_DATASET EXTRACT_
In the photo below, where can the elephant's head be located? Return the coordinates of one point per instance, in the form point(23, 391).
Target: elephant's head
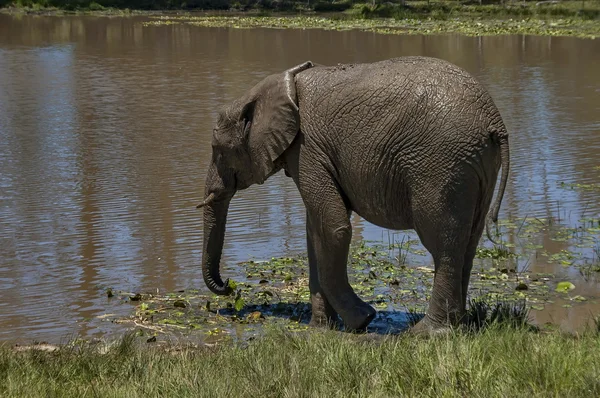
point(249, 137)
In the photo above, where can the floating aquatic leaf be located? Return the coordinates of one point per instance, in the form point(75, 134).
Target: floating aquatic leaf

_TASK OBJECTIVE_
Update the data above so that every "Target" becomes "Label", change nothing else, and leave out the pictures.

_TASK ANSWER_
In the photo below, where can the elephant's head be located? Return the coordinates of one point per instance, in the form point(23, 391).
Label: elephant's head
point(249, 137)
In the photo above, where can the floating aquatic leaf be located? Return the coordinates of one point per instance, in the form point(75, 134).
Label: floating aquatic leaf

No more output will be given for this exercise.